Excerpt |
# # # # # # #
Treatment with tumor necrosis factor inhibitor (TNFi) therapy restores homeostatic blood methylation in patients with rheumatoid arthritis (RA), according to study results published in eBio Medicine.
The study analyzed the peripheral blood methylome of patients with RA across time in a longitudinal discovery cohort and a longitudinal validation cohort. Because the efficacy of TNFis in patients with RA is heterogeneous, the researchers sought to identify epigenetic variation that is associated with response to TNFi therapy. With the use of a novel cell deconvolution approach, altered DNA methylation associated with response to TNFi treatment was also tested in the 6 main immune cell types in blood.
Patients from the discovery cohort and the validation cohort were recruited by the Immune-Mediated Inflammatory Diseases Consortium. The 2 longitudinal cohorts were obtained from the rheumatology departments of 12 different university hospitals in Spain.
# # # # # # #
Point-per-instance localization data:
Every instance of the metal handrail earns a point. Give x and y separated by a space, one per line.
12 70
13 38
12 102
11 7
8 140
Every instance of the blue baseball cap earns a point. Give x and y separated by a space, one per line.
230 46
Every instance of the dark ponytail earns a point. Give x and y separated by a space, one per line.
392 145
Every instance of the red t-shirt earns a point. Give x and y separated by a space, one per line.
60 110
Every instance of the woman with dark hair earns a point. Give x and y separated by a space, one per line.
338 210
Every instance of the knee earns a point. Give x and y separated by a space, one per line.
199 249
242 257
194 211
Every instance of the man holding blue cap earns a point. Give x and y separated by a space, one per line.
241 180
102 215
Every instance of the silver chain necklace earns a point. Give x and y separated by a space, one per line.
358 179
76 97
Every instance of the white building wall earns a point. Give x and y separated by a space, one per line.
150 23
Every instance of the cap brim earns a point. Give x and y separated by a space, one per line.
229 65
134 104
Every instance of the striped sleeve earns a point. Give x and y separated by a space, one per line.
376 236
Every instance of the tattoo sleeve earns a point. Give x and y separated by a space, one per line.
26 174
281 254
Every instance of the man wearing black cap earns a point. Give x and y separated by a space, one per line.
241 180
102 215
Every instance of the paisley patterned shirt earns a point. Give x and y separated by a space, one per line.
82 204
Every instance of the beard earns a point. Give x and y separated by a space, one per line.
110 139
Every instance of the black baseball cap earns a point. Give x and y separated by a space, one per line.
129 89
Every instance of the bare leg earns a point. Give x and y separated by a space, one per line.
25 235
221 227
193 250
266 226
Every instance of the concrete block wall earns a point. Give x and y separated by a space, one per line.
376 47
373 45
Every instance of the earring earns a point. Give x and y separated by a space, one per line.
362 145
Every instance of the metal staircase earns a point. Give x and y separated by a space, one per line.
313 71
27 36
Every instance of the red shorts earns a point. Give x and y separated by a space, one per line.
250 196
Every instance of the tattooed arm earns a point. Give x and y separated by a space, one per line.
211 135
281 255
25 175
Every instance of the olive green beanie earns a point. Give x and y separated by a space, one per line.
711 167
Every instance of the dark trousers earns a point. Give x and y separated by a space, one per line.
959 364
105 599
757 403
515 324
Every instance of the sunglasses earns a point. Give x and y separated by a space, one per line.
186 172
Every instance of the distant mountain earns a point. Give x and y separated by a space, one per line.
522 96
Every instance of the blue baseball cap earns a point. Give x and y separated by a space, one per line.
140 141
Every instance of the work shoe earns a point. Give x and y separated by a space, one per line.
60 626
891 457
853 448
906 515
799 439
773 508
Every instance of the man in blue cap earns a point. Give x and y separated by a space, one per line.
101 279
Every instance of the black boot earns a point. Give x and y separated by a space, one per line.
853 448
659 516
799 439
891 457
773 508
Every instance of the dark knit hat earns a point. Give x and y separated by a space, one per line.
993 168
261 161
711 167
# # # # # # #
Aim of the task | Update the text on TNFi therapy in rheumatoid arthritis from "The study analyzed" up to and including "hospitals in Spain." by replacing "longitudinal" with "prospective".

Result for this exercise |
The study analyzed the peripheral blood methylome of patients with RA across time in a prospective discovery cohort and a prospective validation cohort. Because the efficacy of TNFis in patients with RA is heterogeneous, the researchers sought to identify epigenetic variation that is associated with response to TNFi therapy. With the use of a novel cell deconvolution approach, altered DNA methylation associated with response to TNFi treatment was also tested in the 6 main immune cell types in blood.
Patients from the discovery cohort and the validation cohort were recruited by the Immune-Mediated Inflammatory Diseases Consortium. The 2 prospective cohorts were obtained from the rheumatology departments of 12 different university hospitals in Spain.